## ASSIGNMENT
Every entry must be reproduced word for word.

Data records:
--------------------
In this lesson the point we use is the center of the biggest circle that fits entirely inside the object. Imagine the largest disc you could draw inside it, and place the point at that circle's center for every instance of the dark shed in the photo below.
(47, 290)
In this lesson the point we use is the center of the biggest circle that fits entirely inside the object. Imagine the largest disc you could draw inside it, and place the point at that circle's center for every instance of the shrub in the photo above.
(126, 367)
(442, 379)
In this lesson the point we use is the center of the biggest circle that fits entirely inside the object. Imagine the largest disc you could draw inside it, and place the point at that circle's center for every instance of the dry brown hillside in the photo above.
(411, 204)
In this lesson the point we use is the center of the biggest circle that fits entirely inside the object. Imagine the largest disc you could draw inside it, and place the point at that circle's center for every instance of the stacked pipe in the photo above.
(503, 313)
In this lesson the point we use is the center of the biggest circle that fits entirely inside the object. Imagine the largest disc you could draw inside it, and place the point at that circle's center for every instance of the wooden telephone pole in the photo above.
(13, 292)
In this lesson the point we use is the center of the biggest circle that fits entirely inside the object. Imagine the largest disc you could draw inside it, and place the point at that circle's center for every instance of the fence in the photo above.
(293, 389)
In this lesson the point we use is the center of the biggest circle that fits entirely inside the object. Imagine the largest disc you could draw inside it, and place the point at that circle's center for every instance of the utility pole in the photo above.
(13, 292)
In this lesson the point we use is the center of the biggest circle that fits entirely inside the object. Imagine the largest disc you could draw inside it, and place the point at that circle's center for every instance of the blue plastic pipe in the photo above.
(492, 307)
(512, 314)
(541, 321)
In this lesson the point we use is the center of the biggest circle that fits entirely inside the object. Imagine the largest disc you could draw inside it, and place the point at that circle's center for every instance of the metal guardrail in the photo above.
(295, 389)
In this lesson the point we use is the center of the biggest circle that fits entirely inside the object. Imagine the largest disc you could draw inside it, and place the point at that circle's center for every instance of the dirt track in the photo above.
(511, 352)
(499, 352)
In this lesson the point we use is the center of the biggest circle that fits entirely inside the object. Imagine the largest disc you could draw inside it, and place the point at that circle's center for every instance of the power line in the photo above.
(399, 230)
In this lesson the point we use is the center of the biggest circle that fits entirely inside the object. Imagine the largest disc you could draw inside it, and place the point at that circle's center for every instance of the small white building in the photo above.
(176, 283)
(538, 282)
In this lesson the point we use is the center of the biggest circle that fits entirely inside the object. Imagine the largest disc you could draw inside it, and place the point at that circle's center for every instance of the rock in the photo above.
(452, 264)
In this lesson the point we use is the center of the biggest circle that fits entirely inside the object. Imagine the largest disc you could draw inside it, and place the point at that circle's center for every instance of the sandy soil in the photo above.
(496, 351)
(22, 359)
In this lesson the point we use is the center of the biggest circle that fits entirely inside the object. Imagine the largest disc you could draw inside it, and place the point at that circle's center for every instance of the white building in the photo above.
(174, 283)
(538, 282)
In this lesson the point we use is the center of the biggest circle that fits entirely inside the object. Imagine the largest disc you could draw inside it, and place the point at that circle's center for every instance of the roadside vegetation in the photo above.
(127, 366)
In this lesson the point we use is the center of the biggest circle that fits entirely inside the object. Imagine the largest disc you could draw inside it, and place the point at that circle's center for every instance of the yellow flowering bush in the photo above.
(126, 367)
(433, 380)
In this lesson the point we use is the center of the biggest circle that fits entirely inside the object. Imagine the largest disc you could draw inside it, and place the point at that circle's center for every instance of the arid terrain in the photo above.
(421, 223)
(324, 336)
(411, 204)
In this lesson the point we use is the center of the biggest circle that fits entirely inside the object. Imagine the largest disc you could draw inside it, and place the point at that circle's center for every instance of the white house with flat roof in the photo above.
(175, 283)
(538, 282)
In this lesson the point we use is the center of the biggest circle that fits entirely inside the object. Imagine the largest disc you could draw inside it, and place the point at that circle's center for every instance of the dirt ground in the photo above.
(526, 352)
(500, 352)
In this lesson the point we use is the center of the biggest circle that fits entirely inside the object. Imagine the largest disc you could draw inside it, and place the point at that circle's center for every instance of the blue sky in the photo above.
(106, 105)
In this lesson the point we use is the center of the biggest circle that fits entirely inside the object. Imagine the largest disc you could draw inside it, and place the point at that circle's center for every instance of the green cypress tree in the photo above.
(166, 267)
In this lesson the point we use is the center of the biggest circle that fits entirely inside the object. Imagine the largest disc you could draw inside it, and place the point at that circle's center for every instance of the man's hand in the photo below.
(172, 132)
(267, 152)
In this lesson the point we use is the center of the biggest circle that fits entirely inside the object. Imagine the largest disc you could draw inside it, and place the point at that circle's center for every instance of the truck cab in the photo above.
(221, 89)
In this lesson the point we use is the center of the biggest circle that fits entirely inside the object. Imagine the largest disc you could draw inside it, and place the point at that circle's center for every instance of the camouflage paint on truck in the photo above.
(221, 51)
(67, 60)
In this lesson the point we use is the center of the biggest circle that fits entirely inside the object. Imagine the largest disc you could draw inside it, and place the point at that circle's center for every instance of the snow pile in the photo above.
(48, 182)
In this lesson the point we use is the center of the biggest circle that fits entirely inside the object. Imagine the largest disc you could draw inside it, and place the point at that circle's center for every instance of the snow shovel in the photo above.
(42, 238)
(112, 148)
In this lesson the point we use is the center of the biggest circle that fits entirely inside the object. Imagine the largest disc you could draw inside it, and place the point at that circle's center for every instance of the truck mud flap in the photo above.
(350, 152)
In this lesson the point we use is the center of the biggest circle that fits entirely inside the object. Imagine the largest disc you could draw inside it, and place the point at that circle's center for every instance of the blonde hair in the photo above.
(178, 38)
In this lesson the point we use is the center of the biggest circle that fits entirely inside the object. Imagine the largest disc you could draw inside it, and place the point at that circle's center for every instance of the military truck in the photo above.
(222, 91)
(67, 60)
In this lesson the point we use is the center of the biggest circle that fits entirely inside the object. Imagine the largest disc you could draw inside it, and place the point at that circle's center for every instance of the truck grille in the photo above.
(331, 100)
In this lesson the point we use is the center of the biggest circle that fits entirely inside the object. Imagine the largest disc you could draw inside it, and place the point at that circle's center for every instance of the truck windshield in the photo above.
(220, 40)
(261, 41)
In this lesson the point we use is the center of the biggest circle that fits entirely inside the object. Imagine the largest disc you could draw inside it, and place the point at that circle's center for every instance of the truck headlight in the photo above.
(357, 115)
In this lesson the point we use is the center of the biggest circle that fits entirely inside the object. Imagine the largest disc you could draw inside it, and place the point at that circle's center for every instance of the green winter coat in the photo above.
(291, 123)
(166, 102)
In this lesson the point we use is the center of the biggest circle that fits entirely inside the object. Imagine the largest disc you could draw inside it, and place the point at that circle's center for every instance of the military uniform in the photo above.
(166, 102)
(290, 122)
--------------------
## RESPONSE
In this lesson the point we use is the center of the biggest circle that fits entirely inside the object. Imagine the largest disc you could draw inside it, and place the point at that circle's center for every instance of the dark shed in the photo below.
(47, 290)
In this lesson the point we use is the center of the biggest circle that fits entirely inside the object. Imagine the largest disc you could draw inside it, and place the point at that circle's center for every instance of the shrub in the photo above.
(126, 367)
(442, 379)
In this lesson the point we use is the center of the biggest circle that fits entirely inside the object. Imagine the largest disc you could draw inside it, and place the point at that circle's center for every instance of the dry brown hillside in the photo above.
(411, 204)
In this lesson the point we use is the center of the biggest circle that fits entirely inside the object. Imagine the largest disc you could draw inside it, and place the point at that circle's center for every instance of the stacked pipe in the photo above.
(503, 313)
In this lesson the point we use is the center of the biggest circle that fits entirely inside the object. Imagine the largest disc you could draw inside it, and place the point at that circle's center for every instance of the wooden telephone pole in the photo above.
(13, 292)
In this lesson the point we use is the center of the biggest circle that fits entirely inside the object. Imagine the largest disc you could draw inside it, and place the point at that circle's center for every instance of the fence in the photo above.
(293, 389)
In this lesson the point we use is the center of the biggest circle that fits entirely inside the object. Imagine the largest disc you could draw inside it, and place the point at that circle's center for every instance of the utility pole in the photo above.
(13, 292)
In this lesson the point we use is the center of the biggest circle that fits entirely inside the object. Imagine the largest disc you could draw inside it, and place the point at that circle's center for every instance of the blue plastic pipe in the photo above.
(492, 307)
(512, 314)
(541, 321)
In this lesson the point we use is the center of the biggest circle that fits entirely inside the object. Imagine the largest disc you could draw inside it, and place the point at that circle's center for every instance of the metal guardrail in the photo above.
(295, 389)
In this lesson the point we use is the center of the biggest circle that fits entirely inside the object. Imagine the largest disc you could draw inside it, and place the point at that circle's center for every instance of the dirt track in the photo above.
(511, 352)
(499, 352)
In this lesson the point we use is the center of the biggest circle that fits entirely inside the object. Imagine the largest disc you could draw inside it, and place the point at that circle's center for every instance of the power line in the photo above.
(399, 230)
In this lesson the point we use is the center of the biggest circle that fits entirely inside the object. Imagine the largest disc you could draw inside it, and place the point at that circle's center for every instance of the small white building in the photo above.
(176, 283)
(538, 282)
In this lesson the point we use is the center of the biggest circle that fits entirely inside the object. Imagine the largest disc you could draw inside it, and place the point at that circle's center for every instance of the rock in the photo above.
(452, 264)
In this lesson the point we use is the center of the biggest circle that fits entirely inside the object. Imagine the largest disc you could draw inside it, and place the point at that circle's center for every instance of the sandy soil in the photo above.
(496, 351)
(22, 359)
In this lesson the point we use is the center of the biggest circle that fits entirely inside the object. Imagine the largest disc you could draw inside it, and place the point at that circle's center for every instance of the white building in the photo above.
(174, 283)
(538, 282)
In this lesson the point we use is the center of the biggest circle that fits entirely inside the object. Imagine the largest disc you could draw inside it, and place the point at that circle's center for every instance of the roadside vegetation in the photo above.
(127, 366)
In this lesson the point we use is the center of the biggest circle that fits entirely inside the object. Imagine the largest disc you could draw inside it, and place the point at that circle's center for every instance of the yellow flowering bush in the photo above.
(126, 367)
(433, 380)
In this lesson the point we use is the center of the biggest circle that fits entirely inside the object. Imagine the largest disc you could draw inside it, and place the point at that circle's center for every instance of the arid terrain in the photo above.
(421, 223)
(324, 336)
(411, 204)
In this lesson the point we use is the center of the biggest circle that fits entirely inside the object. Imagine the largest disc you could draw inside it, and place the point at that circle's center for every instance of the white house with flat roof in the photo above.
(175, 283)
(538, 282)
In this lesson the point we use is the center of the biggest circle that fits entirely inside the object. Imagine the largest disc you could draw inside it, and place the point at that circle's center for every instance of the dirt ground in the photo above.
(526, 352)
(500, 352)
In this lesson the point we use is the center of the biggest circle that fits entirely inside the object. Imagine the largest disc you could draw inside it, and place the point at that circle's center for every instance of the blue sky in the photo above.
(106, 105)
In this lesson the point we use is the center of the biggest circle that fits entirely inside the object. Imagine the largest disc you could draw inside it, and place the point at that circle's center for every instance of the green cypress tree in the photo above.
(166, 267)
In this lesson the point we use is the center of the biggest circle that fits entirely inside the object. Imagine the largest disc you could draw inside it, and place the point at that circle's center for every instance of the man's hand in the photo below.
(172, 132)
(267, 152)
In this lesson the point we use is the center of the biggest circle that fits entirely inside the object. Imagine the largest disc you could draw inside it, and place the point at that circle's center for every instance of the truck cab in the photo above.
(221, 89)
In this lesson the point we use is the center of the biggest circle that fits entirely inside the object. Imagine the largest disc you could draw inside it, and place the point at that circle's center for every instance of the camouflage paint on truck in the photo above.
(221, 51)
(67, 60)
In this lesson the point we use is the center of the biggest circle that fits entirely inside the object. Imagine the largest disc you could draw inside it, and place the point at that circle's center for every instance of the snow pile in the photo above.
(48, 182)
In this lesson the point we use is the center of the biggest circle that fits entirely inside the object. Imagine the largest disc you could draw inside it, and place the point at that circle's center for every instance of the snow shovel in the photo above.
(42, 238)
(112, 148)
In this lesson the point we use is the center of the biggest circle that fits entirely inside the object. Imagine the largest disc you could draw inside it, and place the point at that circle's center for every instance of the truck mud flap in the photo above.
(350, 152)
In this lesson the point we use is the center of the biggest circle that fits entirely inside the object. Imagine the largest disc you could draw inside it, and place the point at that circle's center for every instance of the blonde hair in the photo above.
(178, 38)
In this lesson the point we use is the center of the biggest circle that fits entirely inside the object. Imagine the largest disc you could draw inside it, and place the point at that circle's center for every instance of the military truck in the photo above.
(222, 91)
(67, 60)
In this lesson the point we use is the center of the biggest circle that fits entirely inside the object. Imagine the largest disc you could draw inside it, and place the point at that circle's center for every instance of the truck grille in the photo above.
(331, 100)
In this lesson the point we use is the center of the biggest circle that fits entirely inside the object. Imagine the largest disc you could draw inside it, and place the point at that circle's center for every instance of the truck windshield in the photo above.
(220, 40)
(261, 41)
In this lesson the point we use is the center of the biggest circle that fits entirely inside the object. Imagine the largest disc you could draw inside it, and place the point at that circle's center for every instance of the truck headlight in the photo above.
(357, 115)
In this lesson the point we use is the center of the biggest circle that fits entirely inside the object. Imagine the largest disc you could draw inside it, and place the point at that circle's center for every instance of the green winter coat in the photo above.
(291, 123)
(166, 102)
In this lesson the point we use is the center of the biggest circle that fits entirely inside the object. Imagine the largest disc you could draw inside it, and place the point at that circle's center for every instance of the military uniform in the photo above.
(166, 102)
(290, 122)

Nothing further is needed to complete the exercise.